(Rows from a dataset)
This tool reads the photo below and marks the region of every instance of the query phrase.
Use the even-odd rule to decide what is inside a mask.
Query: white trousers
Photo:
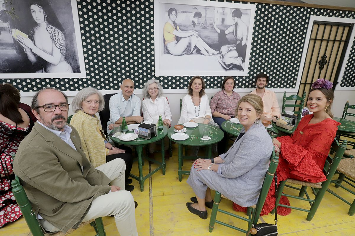
[[[118,186],[121,191],[110,192],[95,198],[92,201],[91,206],[84,217],[83,222],[98,217],[114,215],[116,227],[121,236],[136,236],[138,235],[136,225],[135,214],[134,200],[131,192],[124,190],[125,161],[120,158],[116,158],[111,161],[97,167],[109,177],[111,181],[111,185]],[[47,222],[48,223],[48,221]],[[46,229],[51,232],[59,231],[54,230],[47,224],[41,224]],[[49,224],[49,223],[48,223]],[[48,226],[53,225],[50,225]]]

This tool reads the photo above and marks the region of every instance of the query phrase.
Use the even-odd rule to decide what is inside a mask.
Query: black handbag
[[[258,224],[253,225],[251,229],[248,232],[248,235],[251,234],[256,236],[276,236],[277,232],[277,209],[276,205],[276,200],[277,198],[277,175],[275,172],[274,177],[275,179],[275,224],[267,223]]]

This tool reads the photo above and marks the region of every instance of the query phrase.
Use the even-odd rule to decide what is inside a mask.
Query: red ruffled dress
[[[291,136],[276,138],[282,144],[277,169],[279,182],[289,178],[317,183],[327,179],[322,170],[335,137],[338,126],[340,124],[327,119],[317,124],[309,124],[313,117],[313,114],[304,117]],[[273,180],[261,215],[267,215],[274,209],[275,200]],[[290,205],[290,202],[284,196],[281,197],[280,203]],[[246,208],[234,203],[233,208],[236,211],[246,210]],[[291,210],[278,207],[277,214],[286,215],[291,213]]]
[[[29,132],[30,124],[25,128],[0,121],[0,227],[22,215],[11,191],[11,181],[14,179],[12,157],[20,142]]]

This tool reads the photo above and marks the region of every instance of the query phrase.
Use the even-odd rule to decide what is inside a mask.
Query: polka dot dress
[[[17,127],[0,121],[0,227],[17,220],[22,215],[11,191],[10,182],[14,179],[12,158],[28,128]],[[8,179],[10,179],[9,180]]]
[[[63,4],[70,2],[62,1]],[[355,12],[349,11],[229,2],[256,6],[248,76],[236,78],[239,88],[255,88],[253,78],[262,72],[270,77],[270,87],[295,88],[310,16],[355,17]],[[62,91],[78,90],[89,86],[99,90],[118,89],[126,78],[134,80],[138,89],[153,78],[161,82],[164,89],[187,87],[191,76],[154,74],[153,0],[77,0],[77,4],[87,77],[0,79],[0,82],[11,83],[23,92],[49,86]],[[354,62],[355,43],[341,86],[355,87]],[[207,88],[217,88],[220,87],[224,77],[204,78]]]

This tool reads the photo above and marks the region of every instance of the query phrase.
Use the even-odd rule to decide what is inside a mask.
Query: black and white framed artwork
[[[246,76],[254,5],[154,0],[156,76]]]
[[[0,4],[0,78],[86,77],[76,0],[10,1]]]

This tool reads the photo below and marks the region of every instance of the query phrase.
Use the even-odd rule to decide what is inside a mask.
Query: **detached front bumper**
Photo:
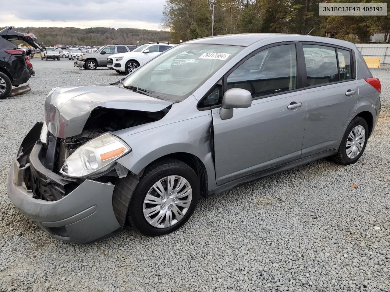
[[[55,186],[66,182],[41,163],[42,146],[36,141],[41,127],[41,123],[37,123],[26,136],[11,166],[8,196],[15,206],[42,229],[66,241],[86,243],[121,230],[112,208],[113,185],[86,180],[62,199],[52,202],[35,198],[33,192],[27,189],[31,179],[46,180]],[[26,157],[23,151],[30,153],[21,165],[20,158]]]
[[[83,68],[85,65],[85,62],[80,60],[78,60],[73,63],[73,65],[75,67],[78,67],[79,68]]]

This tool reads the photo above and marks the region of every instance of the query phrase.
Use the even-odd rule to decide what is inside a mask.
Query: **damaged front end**
[[[18,209],[51,235],[83,243],[110,236],[124,223],[118,219],[123,214],[114,211],[113,194],[117,179],[129,171],[116,160],[131,150],[115,131],[159,120],[170,104],[127,91],[132,97],[123,99],[128,102],[92,102],[86,93],[64,95],[68,89],[48,96],[46,120],[23,139],[10,171],[8,193]],[[138,110],[128,109],[129,104]]]

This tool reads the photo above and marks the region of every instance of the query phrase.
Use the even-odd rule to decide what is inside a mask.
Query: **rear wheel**
[[[355,117],[348,125],[337,154],[331,157],[335,162],[344,165],[355,163],[363,154],[367,144],[369,128],[363,118]]]
[[[118,187],[125,189],[128,179],[121,179]],[[176,159],[161,160],[144,171],[131,197],[128,220],[146,235],[170,233],[188,220],[200,195],[199,179],[190,167]]]
[[[98,64],[94,60],[88,60],[85,63],[85,68],[87,70],[96,70]]]
[[[126,74],[131,73],[140,67],[140,64],[136,61],[130,60],[126,63],[124,67],[124,72]]]
[[[12,83],[8,76],[0,72],[0,99],[6,98],[12,89]]]

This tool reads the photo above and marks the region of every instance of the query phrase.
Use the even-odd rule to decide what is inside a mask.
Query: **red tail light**
[[[25,51],[20,49],[15,49],[13,50],[5,50],[5,51],[11,55],[23,55],[25,54]]]
[[[378,78],[366,78],[364,80],[377,90],[379,92],[381,92],[381,81],[379,81],[379,79]]]

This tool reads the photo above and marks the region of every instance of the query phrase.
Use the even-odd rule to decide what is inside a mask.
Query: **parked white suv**
[[[107,67],[120,74],[128,74],[163,52],[174,46],[169,43],[140,46],[130,53],[115,54],[107,59]]]

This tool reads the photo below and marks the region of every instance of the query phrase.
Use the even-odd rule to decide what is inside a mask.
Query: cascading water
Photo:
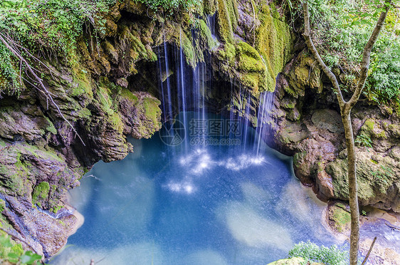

■ What the task asks
Leave out the pictures and output the rest of the material exactly as written.

■ Written answer
This tool reads the photo below and marks the region of every instance of the query phrase.
Use the even-odd rule to decide what is inside a mask.
Query: white trousers
Photo:
[[[118,186],[121,191],[110,192],[95,198],[92,201],[91,206],[84,217],[83,222],[98,217],[114,215],[116,227],[121,236],[136,236],[138,235],[136,225],[135,214],[134,200],[131,192],[124,190],[125,161],[120,158],[116,158],[111,161],[97,167],[109,177],[111,181],[111,185]],[[47,222],[48,223],[48,221]],[[46,229],[51,232],[59,231],[54,230],[47,224],[41,224]],[[49,224],[49,223],[48,223]],[[48,226],[53,225],[50,225]]]

This tool reads the photo above and marks the region of every instance of the query phrase.
Use the even-odd rule to decide what is inside a mask.
Query: black handbag
[[[258,224],[253,225],[251,229],[248,232],[248,235],[251,234],[256,236],[276,236],[277,232],[277,209],[276,205],[276,200],[277,198],[277,175],[275,172],[274,177],[275,179],[275,224],[267,223]]]

This tool reads the photo above and marks the region of every instance of the query phrase.
Use the even-odd rule to decide what is inside a mask.
Query: red ruffled dress
[[[291,136],[276,138],[282,144],[277,169],[279,182],[289,178],[317,183],[327,179],[322,170],[335,137],[338,126],[340,124],[327,119],[317,124],[309,124],[313,117],[313,114],[304,117]],[[273,180],[261,215],[267,215],[274,209],[275,200]],[[290,205],[290,202],[284,196],[281,197],[280,203]],[[246,208],[234,203],[233,208],[236,211],[246,210]],[[291,210],[278,207],[277,214],[286,215],[291,213]]]
[[[29,132],[30,124],[25,128],[0,121],[0,227],[22,215],[11,191],[11,181],[14,179],[12,157],[20,142]]]

This tool reads the photo above and marks the region of every instance of the query phrase.
Use the even-odd rule to decide what is inside a mask.
Query: polka dot dress
[[[17,127],[0,121],[0,227],[17,220],[22,215],[11,191],[10,182],[14,179],[12,158],[28,128]],[[8,179],[10,179],[9,180]]]
[[[63,4],[70,2],[62,1]],[[355,12],[349,11],[229,2],[256,6],[248,76],[236,78],[239,88],[255,88],[253,78],[262,72],[270,77],[270,87],[295,88],[310,16],[355,17]],[[62,91],[78,90],[89,86],[99,90],[118,89],[126,78],[134,80],[138,89],[153,78],[161,82],[164,89],[187,87],[191,76],[154,74],[153,0],[77,0],[77,4],[87,77],[0,79],[0,82],[11,83],[23,92],[49,86]],[[354,62],[355,43],[341,86],[355,87]],[[207,88],[217,88],[220,87],[224,77],[204,78]]]

This tool reads the photo above and marks the region of every instance of the query phrase.
Use the even-odd rule to decide what is inside a mask.
Query: black and white framed artwork
[[[246,76],[254,5],[154,0],[156,76]]]
[[[0,4],[0,78],[86,77],[76,0],[10,1]]]

This tool reads the photo below and marks the region of every instance of the query phrase.
Use the even-odd rule to decide what is inside a mask.
Query: **detached front bumper**
Photo:
[[[55,186],[66,182],[41,163],[42,146],[36,141],[41,127],[41,123],[37,123],[26,136],[11,166],[8,196],[15,206],[42,229],[66,241],[86,243],[121,230],[112,208],[113,185],[86,180],[62,199],[52,202],[35,198],[33,192],[27,189],[31,179],[46,180]],[[26,157],[23,151],[30,153],[21,165],[20,158]]]
[[[83,68],[85,65],[85,62],[80,60],[78,60],[73,63],[73,65],[75,67],[78,67],[79,68]]]

This tool reads the photo above and marks the region of every instance of the query phrase.
Use the even-odd rule to decide what is inside a mask.
Query: **damaged front end**
[[[18,209],[51,235],[83,243],[110,236],[124,223],[118,219],[123,214],[114,211],[113,194],[117,179],[129,171],[116,160],[131,150],[115,131],[159,120],[170,104],[127,91],[132,97],[123,99],[128,102],[92,102],[86,93],[64,95],[68,89],[48,96],[46,120],[23,139],[10,171],[8,193]],[[138,110],[128,109],[129,104]]]

This tool reads the photo above and marks the region of every instance of the query phrase.
Use the even-odd rule to decide what is inside a mask.
Query: **rear wheel**
[[[355,117],[348,125],[337,154],[331,157],[335,162],[344,165],[355,163],[363,154],[367,144],[369,128],[363,118]]]
[[[118,187],[125,189],[128,179],[121,179]],[[176,159],[161,160],[144,171],[131,197],[128,220],[146,235],[170,233],[188,220],[200,195],[199,179],[190,167]]]
[[[98,64],[94,60],[88,60],[85,63],[85,68],[87,70],[96,70]]]
[[[126,74],[131,73],[140,67],[140,64],[136,61],[130,60],[126,63],[124,67],[124,72]]]
[[[12,83],[8,76],[0,72],[0,99],[6,98],[12,89]]]

This tool reads the photo above and marks the region of every instance of the query phrase.
Use the even-odd rule to decide what is inside a mask.
Query: **red tail light**
[[[25,51],[20,49],[15,49],[13,50],[5,50],[5,51],[11,55],[23,55],[25,54]]]
[[[378,78],[366,78],[364,80],[377,90],[379,92],[381,92],[381,81],[379,81],[379,79]]]

This tool reads the photo above and marks the region of every instance of the query phrase.
Use the even-odd rule to decide what is inside a mask.
Query: **parked white suv**
[[[107,67],[120,74],[128,74],[163,52],[174,46],[169,43],[140,46],[130,53],[115,54],[107,59]]]

This tool reads the photo below and marks the region of every instance of the query phrase.
Use the even-odd rule to decide what is inside a mask.
Query: cascading water
Photo:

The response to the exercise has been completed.